» **GIVEN EXERCISE**: Please turn every line of the items below into a Markdown table with two columns: Row for a running line number and Entry for the line itself, leaving out any blank lines. Keep the pictures out of your answer.

» **INPUT ROWS**:

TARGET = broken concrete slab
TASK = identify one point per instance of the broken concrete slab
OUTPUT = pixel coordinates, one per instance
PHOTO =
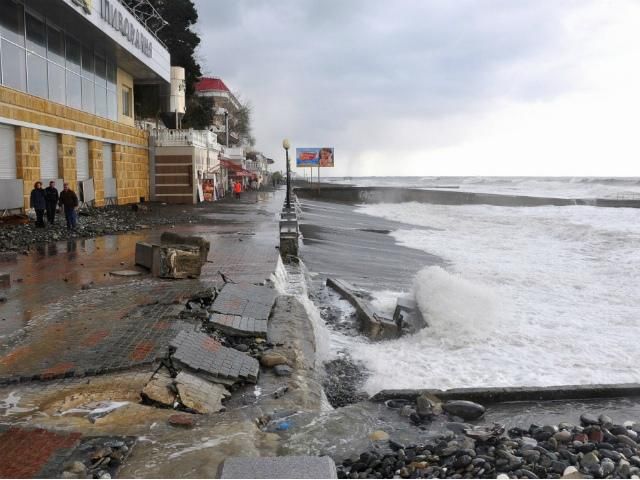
(172, 238)
(200, 395)
(245, 300)
(176, 262)
(279, 467)
(158, 389)
(407, 315)
(144, 254)
(373, 325)
(207, 357)
(239, 326)
(126, 273)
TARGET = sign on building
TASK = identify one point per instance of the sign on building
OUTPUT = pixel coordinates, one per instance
(314, 157)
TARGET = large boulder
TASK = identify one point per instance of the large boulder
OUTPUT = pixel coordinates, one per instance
(200, 395)
(464, 409)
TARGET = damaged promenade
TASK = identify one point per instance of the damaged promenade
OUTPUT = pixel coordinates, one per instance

» **IN RESPONSE**:
| Row | Entry |
|---|---|
| 1 | TARGET = broken concrete slab |
| 2 | TASK = identify one point per instance of the broken concrete slab |
| 3 | OUTPUT = pixel coordinates, one per instance |
| 4 | PHOTO = |
| 5 | (172, 238) |
| 6 | (200, 395) |
| 7 | (245, 300) |
| 8 | (176, 262) |
| 9 | (279, 467) |
| 10 | (158, 389) |
| 11 | (407, 315) |
| 12 | (144, 254) |
| 13 | (373, 325) |
| 14 | (207, 357) |
| 15 | (239, 326) |
| 16 | (126, 273) |
| 17 | TARGET = sign on building |
| 18 | TASK = identify one point per instance of the sign on building |
| 19 | OUTPUT = pixel coordinates, one per instance |
| 20 | (314, 157) |
| 21 | TARGET = large boulder |
| 22 | TASK = identify one point per instance of the large boulder |
| 23 | OUTPUT = pixel coordinates, one per instance |
| 24 | (200, 395) |
| 25 | (464, 409) |
| 26 | TARGET = damaged promenade |
| 27 | TASK = identify one point per instance of the damaged promenade |
| 28 | OUTPUT = pixel coordinates, one per instance |